ABOUT THIS EXERCISE
The span to copy runs from the line containing "positive clicks: (733, 552) (743, 525)" to the last line below. Copy it exactly, with nothing else.
THE DATA Block Start
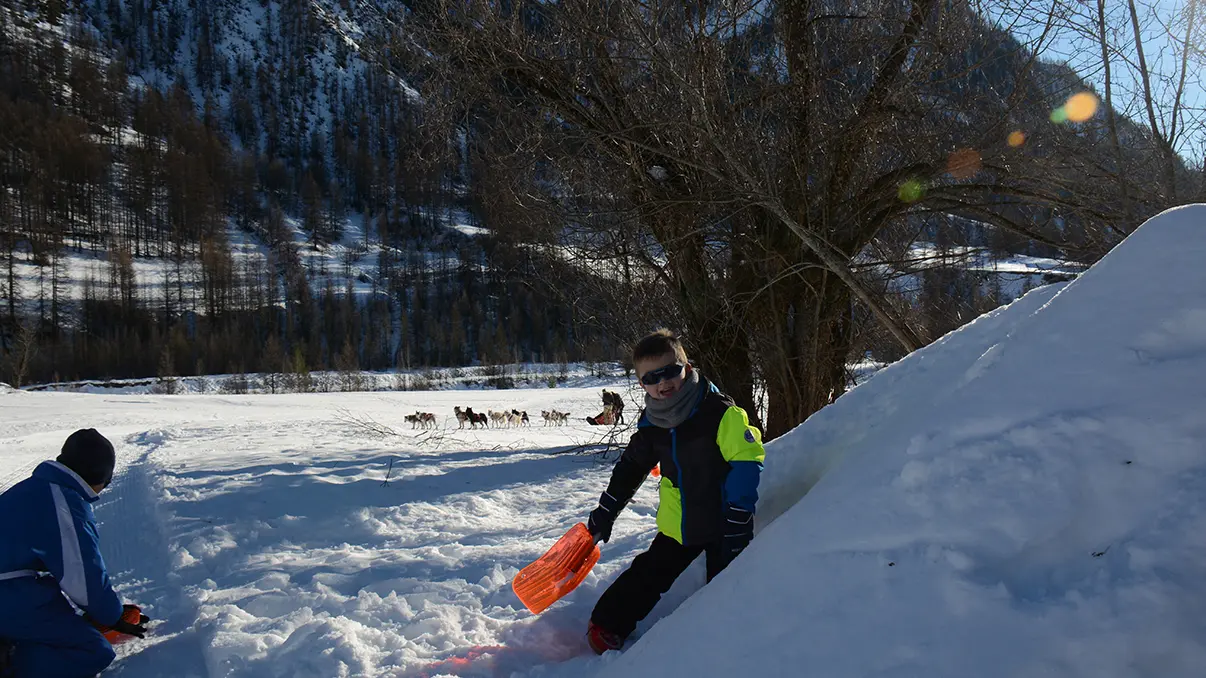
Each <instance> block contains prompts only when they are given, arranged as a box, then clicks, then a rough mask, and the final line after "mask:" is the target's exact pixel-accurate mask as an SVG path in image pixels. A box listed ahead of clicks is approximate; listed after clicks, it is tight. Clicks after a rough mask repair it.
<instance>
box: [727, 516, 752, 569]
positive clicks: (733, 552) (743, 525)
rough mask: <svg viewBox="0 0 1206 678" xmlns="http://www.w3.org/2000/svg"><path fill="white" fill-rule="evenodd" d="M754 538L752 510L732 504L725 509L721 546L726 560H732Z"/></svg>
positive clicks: (744, 547) (741, 552)
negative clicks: (724, 523)
mask: <svg viewBox="0 0 1206 678" xmlns="http://www.w3.org/2000/svg"><path fill="white" fill-rule="evenodd" d="M753 538H754V512H749V510H745V509H743V508H737V507H734V505H732V504H730V505H728V508H727V509H725V537H724V538H722V539H721V548H722V549H724V551H725V557H726V559H727V560H733V559H734V557H737V555H738V554H740V553H742V551H743V550H745V547H748V545H749V544H750V539H753Z"/></svg>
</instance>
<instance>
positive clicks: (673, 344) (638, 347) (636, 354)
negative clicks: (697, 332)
THE DATA Block End
RESULT OF THE EXERCISE
positive clicks: (733, 552) (743, 525)
rough mask: <svg viewBox="0 0 1206 678" xmlns="http://www.w3.org/2000/svg"><path fill="white" fill-rule="evenodd" d="M754 538L752 510L732 504L725 509L721 546L726 560H732Z"/></svg>
positive clicks: (744, 547) (741, 552)
negative clicks: (724, 523)
mask: <svg viewBox="0 0 1206 678" xmlns="http://www.w3.org/2000/svg"><path fill="white" fill-rule="evenodd" d="M753 538H754V512H749V510H745V509H743V508H737V507H734V505H732V504H730V505H728V508H727V509H725V537H724V538H722V539H721V548H722V549H724V551H725V557H726V559H727V560H733V559H734V557H737V555H738V554H740V553H742V551H743V550H745V547H748V545H749V544H750V539H753Z"/></svg>
</instance>
<instance>
positive clicks: (673, 344) (638, 347) (636, 354)
negative clicks: (697, 332)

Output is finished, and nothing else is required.